THE REQUEST: List every line below that contains the string "xmin", treating uppercase and lowercase letters as different.

━━ DATA SUPPLIED

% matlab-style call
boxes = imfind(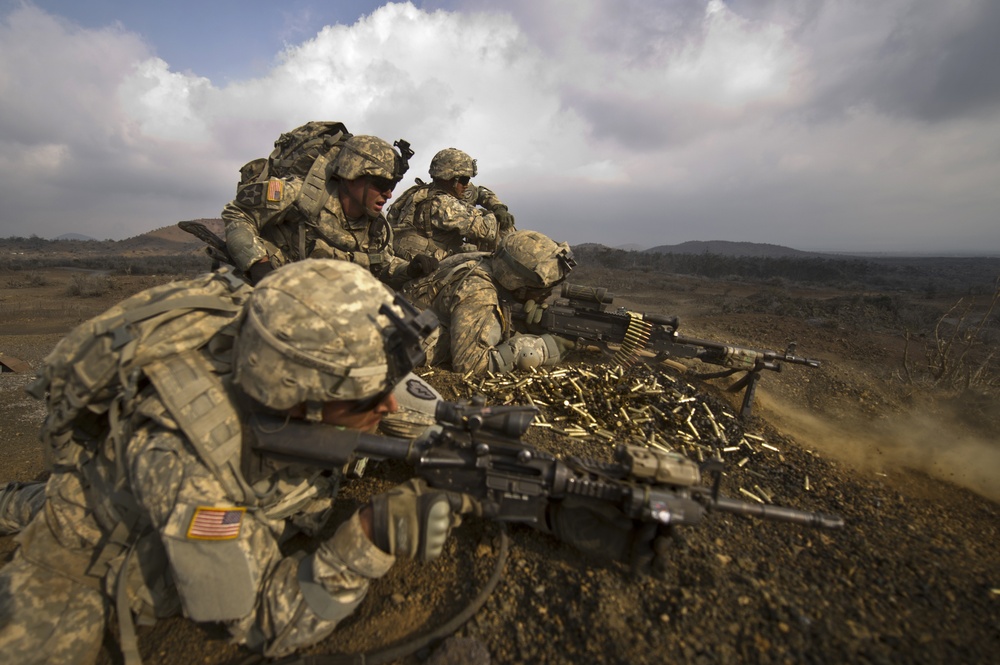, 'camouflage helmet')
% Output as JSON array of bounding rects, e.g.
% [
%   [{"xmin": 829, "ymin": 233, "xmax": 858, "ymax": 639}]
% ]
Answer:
[
  {"xmin": 330, "ymin": 135, "xmax": 412, "ymax": 182},
  {"xmin": 430, "ymin": 148, "xmax": 479, "ymax": 180},
  {"xmin": 233, "ymin": 259, "xmax": 434, "ymax": 410},
  {"xmin": 492, "ymin": 231, "xmax": 576, "ymax": 291}
]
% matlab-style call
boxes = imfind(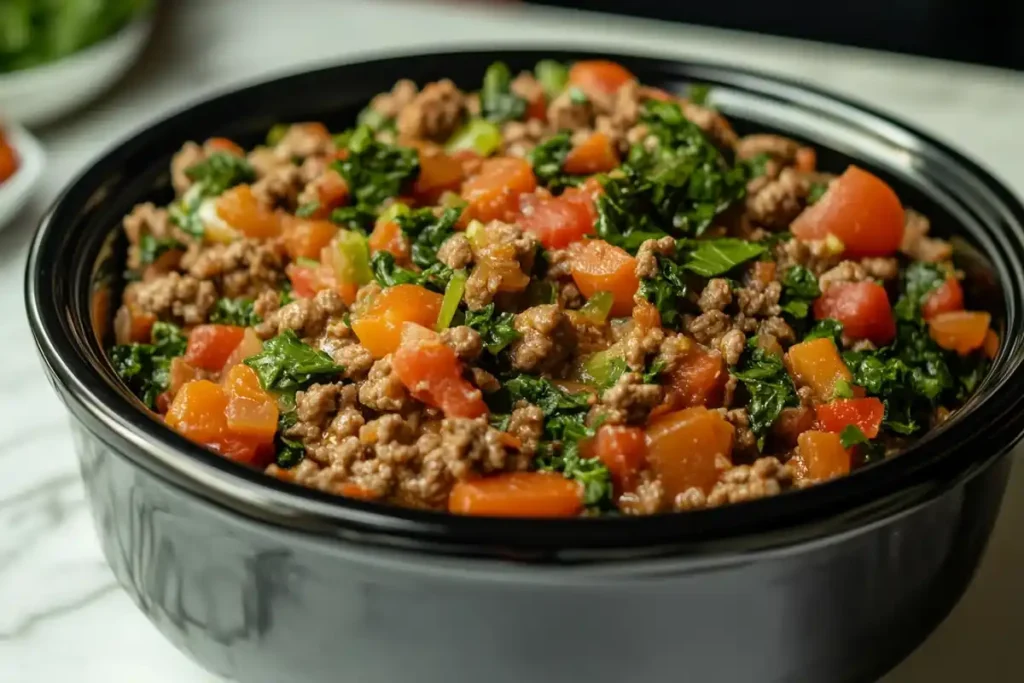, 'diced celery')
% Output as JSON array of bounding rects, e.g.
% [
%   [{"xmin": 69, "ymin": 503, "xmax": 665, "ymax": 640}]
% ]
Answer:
[
  {"xmin": 534, "ymin": 59, "xmax": 569, "ymax": 99},
  {"xmin": 444, "ymin": 119, "xmax": 502, "ymax": 157},
  {"xmin": 334, "ymin": 230, "xmax": 374, "ymax": 286},
  {"xmin": 580, "ymin": 292, "xmax": 615, "ymax": 325},
  {"xmin": 435, "ymin": 270, "xmax": 468, "ymax": 332}
]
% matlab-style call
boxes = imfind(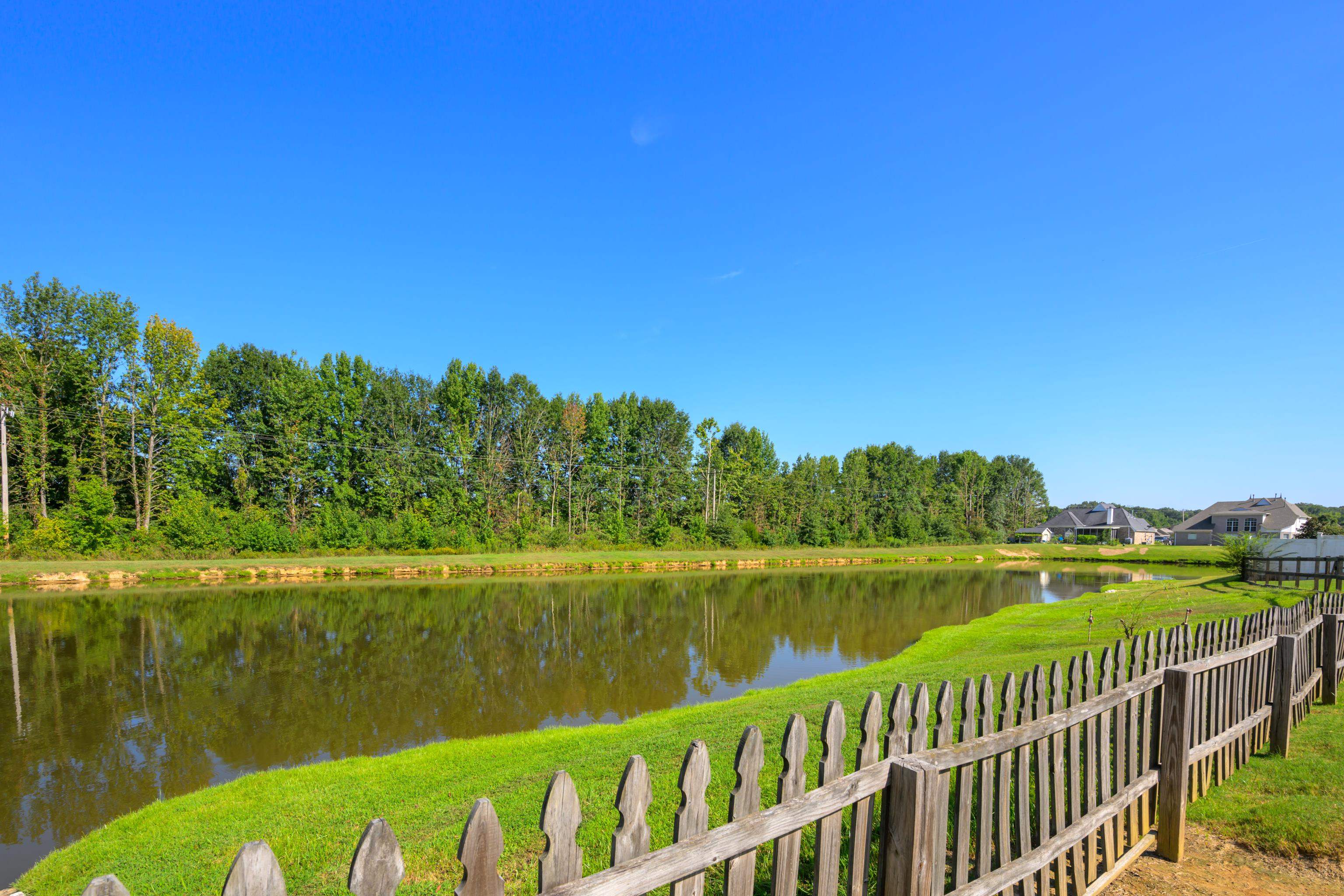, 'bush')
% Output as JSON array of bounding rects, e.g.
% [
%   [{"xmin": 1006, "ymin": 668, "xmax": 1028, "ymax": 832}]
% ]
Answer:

━━━━

SOLUTION:
%   [{"xmin": 829, "ymin": 233, "xmax": 858, "ymax": 639}]
  {"xmin": 330, "ymin": 135, "xmax": 412, "ymax": 182},
  {"xmin": 430, "ymin": 148, "xmax": 479, "ymax": 180},
  {"xmin": 233, "ymin": 259, "xmax": 434, "ymax": 410},
  {"xmin": 492, "ymin": 231, "xmax": 576, "ymax": 291}
%   [{"xmin": 69, "ymin": 503, "xmax": 665, "ymax": 640}]
  {"xmin": 534, "ymin": 59, "xmax": 569, "ymax": 99},
  {"xmin": 444, "ymin": 119, "xmax": 502, "ymax": 157},
  {"xmin": 334, "ymin": 230, "xmax": 374, "ymax": 286},
  {"xmin": 580, "ymin": 292, "xmax": 615, "ymax": 325},
  {"xmin": 435, "ymin": 270, "xmax": 468, "ymax": 332}
%   [{"xmin": 1006, "ymin": 668, "xmax": 1028, "ymax": 832}]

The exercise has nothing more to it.